Consigne 1
Recopiez, dans le texte sur Marcion qui suit, le passage allant de « En ces temps » jusqu'à « intégristes catholiques d’aujourd’hui. » inclus.

Texte
··········
En ces temps où l’on parle encore des intégristes catholiques, Gérard Israël a écrit un livre sur Marcion et relie les thèses marcionistes aux intégristes catholiques d’aujourd’hui.

Après la présentation de cet ouvrage, nous vous proposons de lire une réflexion de Jean-Louis Schlegel sur Vatican II et les mêmes intégristes, ainsi qu’un article d’actualité sur les négociations du Vatican avec les Lefebvristes .

 Gérard Israël : L’ombre de Marcion, Pourquoi les intégristes reviennent...

Éditeur Payot, paru le 19/09/2012, 18€50 €

Le Mot de l’éditeur : Hors l’Église, point de salut : depuis 1962, Vatican II, puis la « réconciliation » entre chrétiens et juifs, les milieux les plus conservateurs de la catholicité et les « intégristes » expriment une sourde hostilité à l’égard du Vatican. Les intégristes sont les plus radicaux : aucune incidence extérieure ne doit modifier la pureté du catholicisme. Leur modèle inavoué : Marcion, le prince des hérétiques, qui, au IIe siècle, prétendait que les évangiles avaient été dénaturés par certains apôtres soumis aux autorités juives, Marcion que le Saint-Siège a excommunié mais dont les théories continuent d’agir souterrainement. Qui donc était Marcion ? Quelles étaient ses thèses ? Pourquoi n’étaient-elles pas fondées ? Que signifierait, pour les juifs, sa réhabilitation ? Quels sont les rapports entre dieu et l’extrême droite ?
··········
Données sources
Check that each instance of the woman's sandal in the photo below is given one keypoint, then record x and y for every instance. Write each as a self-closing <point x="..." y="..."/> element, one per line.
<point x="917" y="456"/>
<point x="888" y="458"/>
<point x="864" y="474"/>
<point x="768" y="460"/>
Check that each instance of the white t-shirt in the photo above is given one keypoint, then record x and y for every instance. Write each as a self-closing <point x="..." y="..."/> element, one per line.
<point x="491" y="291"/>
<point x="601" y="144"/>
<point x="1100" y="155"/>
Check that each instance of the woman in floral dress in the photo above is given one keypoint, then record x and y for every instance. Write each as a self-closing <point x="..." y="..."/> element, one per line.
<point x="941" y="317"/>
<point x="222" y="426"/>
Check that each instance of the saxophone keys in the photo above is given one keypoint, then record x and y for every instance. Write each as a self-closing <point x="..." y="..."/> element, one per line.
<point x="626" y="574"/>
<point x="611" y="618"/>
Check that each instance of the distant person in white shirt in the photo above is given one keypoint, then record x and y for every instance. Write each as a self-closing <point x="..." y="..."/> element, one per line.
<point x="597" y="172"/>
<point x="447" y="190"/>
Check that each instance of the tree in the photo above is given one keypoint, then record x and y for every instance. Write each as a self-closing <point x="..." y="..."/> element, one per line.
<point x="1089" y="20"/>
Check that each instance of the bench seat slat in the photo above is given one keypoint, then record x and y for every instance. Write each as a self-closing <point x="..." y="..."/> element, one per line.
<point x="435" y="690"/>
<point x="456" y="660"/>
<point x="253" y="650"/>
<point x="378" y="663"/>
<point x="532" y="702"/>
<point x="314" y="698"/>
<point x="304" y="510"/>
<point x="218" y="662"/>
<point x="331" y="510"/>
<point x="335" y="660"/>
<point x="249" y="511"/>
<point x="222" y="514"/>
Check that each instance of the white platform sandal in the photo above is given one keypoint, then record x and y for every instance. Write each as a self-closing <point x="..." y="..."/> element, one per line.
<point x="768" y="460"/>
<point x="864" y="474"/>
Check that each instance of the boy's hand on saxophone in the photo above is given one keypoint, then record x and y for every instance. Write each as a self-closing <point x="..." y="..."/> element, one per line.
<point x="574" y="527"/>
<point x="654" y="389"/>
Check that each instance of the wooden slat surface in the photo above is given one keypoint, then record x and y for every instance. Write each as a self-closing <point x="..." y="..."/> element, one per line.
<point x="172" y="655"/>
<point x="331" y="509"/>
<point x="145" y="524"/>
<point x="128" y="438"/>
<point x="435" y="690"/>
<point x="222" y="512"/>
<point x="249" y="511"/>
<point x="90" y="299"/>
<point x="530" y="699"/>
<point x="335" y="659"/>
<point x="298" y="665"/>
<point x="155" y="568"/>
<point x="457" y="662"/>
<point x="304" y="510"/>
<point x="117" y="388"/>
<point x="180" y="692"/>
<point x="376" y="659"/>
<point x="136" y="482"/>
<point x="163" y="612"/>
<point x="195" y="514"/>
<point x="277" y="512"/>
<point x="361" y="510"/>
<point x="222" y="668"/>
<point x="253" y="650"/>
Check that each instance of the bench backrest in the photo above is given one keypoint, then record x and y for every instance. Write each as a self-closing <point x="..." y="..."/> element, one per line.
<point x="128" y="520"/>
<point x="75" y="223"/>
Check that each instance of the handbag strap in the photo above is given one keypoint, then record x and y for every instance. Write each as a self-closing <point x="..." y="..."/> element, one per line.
··········
Consigne 2
Filtrez les lignes ci-dessus pour ne garder que celles qui contiennent la chaîne « bench », en respectant la casse.

Réponse 1
En ces temps où l’on parle encore des intégristes catholiques, Gérard Israël a écrit un livre sur Marcion et relie les thèses marcionistes aux intégristes catholiques d’aujourd’hui.

Réponse 2
Check that each instance of the bench seat slat in the photo above is given one keypoint, then record x and y for every instance. Write each as a self-closing <point x="..." y="..."/> element, one per line.
Check that each instance of the bench backrest in the photo above is given one keypoint, then record x and y for every instance. Write each as a self-closing <point x="..." y="..."/> element, one per line.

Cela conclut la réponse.